• JOB
Write the lines of the items below as a JSON list of strings, one string per line, with blank lines skipped. Leave the pictures out of the list.

• RECORDS FOR THIS EXERCISE

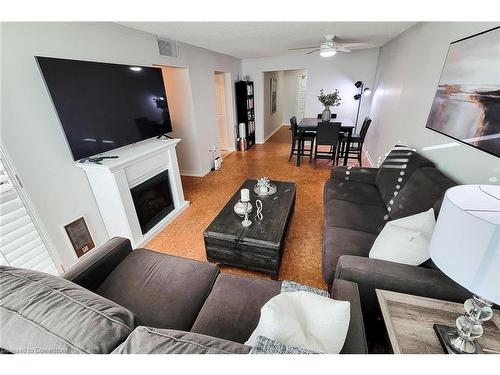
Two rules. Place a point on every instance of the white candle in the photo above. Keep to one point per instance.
(245, 195)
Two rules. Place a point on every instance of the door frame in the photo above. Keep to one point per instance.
(230, 108)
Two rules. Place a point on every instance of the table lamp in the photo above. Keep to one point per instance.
(466, 246)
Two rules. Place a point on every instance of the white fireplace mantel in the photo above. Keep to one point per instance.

• TASK SOLUTION
[
  "Two rules. Place a point on every instance of the white candle in the photo above. Keep to one point per instance.",
  "(245, 195)",
  "Two rules. Place a point on every instance of the door frame in the photo above. Keep to one point per instance.",
  "(230, 108)",
  "Two rules. Place a point on every instance of the table lamp in the photo above. Keep to one point per instance.",
  "(466, 246)",
  "Two rules. Place a point on every instance of the white fireplace mantel in the photo above. Keep to one point per instance."
]